* **TO DO**
Please return all lines of the data below containing the string "target".

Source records

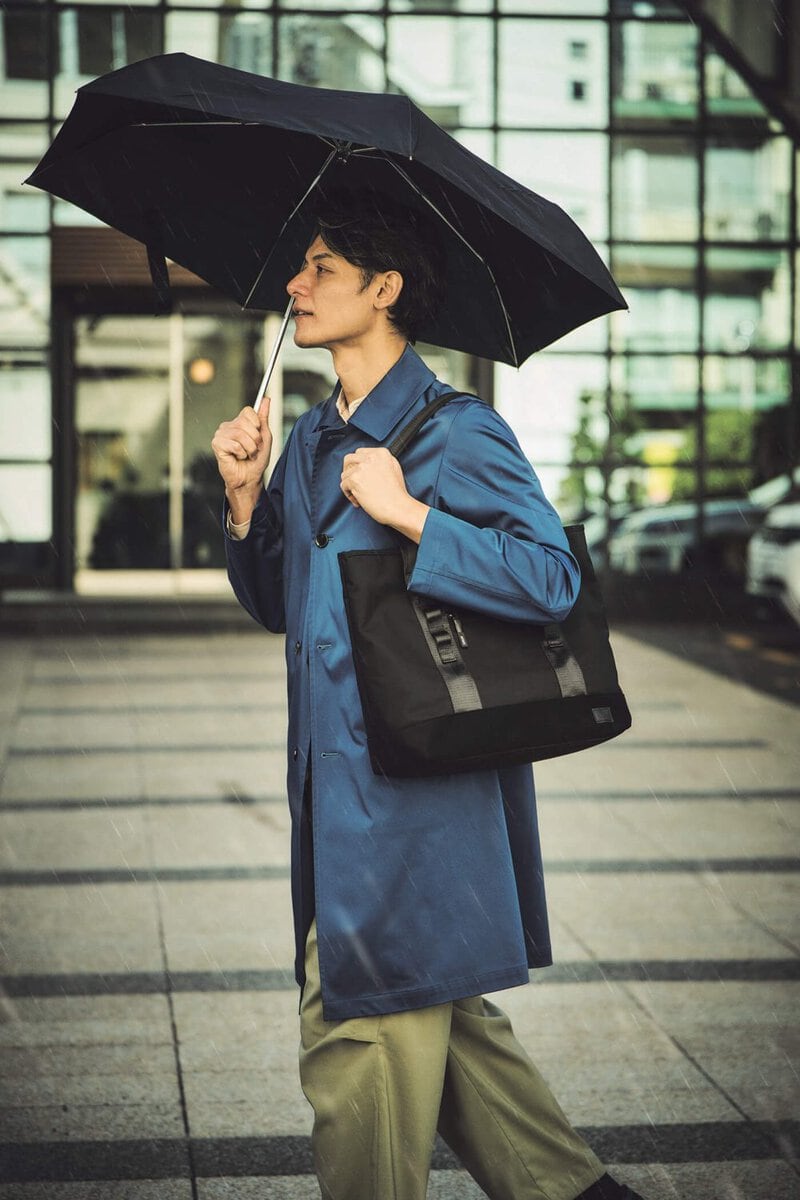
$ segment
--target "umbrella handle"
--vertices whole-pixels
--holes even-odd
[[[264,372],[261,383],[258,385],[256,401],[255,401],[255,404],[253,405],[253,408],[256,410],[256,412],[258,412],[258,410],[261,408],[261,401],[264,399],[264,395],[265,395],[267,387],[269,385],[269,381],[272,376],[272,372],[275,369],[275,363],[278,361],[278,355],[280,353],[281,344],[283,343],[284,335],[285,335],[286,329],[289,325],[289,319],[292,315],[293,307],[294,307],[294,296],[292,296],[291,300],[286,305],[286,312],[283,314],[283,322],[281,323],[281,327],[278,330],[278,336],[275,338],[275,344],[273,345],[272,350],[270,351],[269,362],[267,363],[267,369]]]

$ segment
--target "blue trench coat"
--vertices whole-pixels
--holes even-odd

* **YOUR RESPONSE**
--target "umbrella handle"
--target "blue trench coat"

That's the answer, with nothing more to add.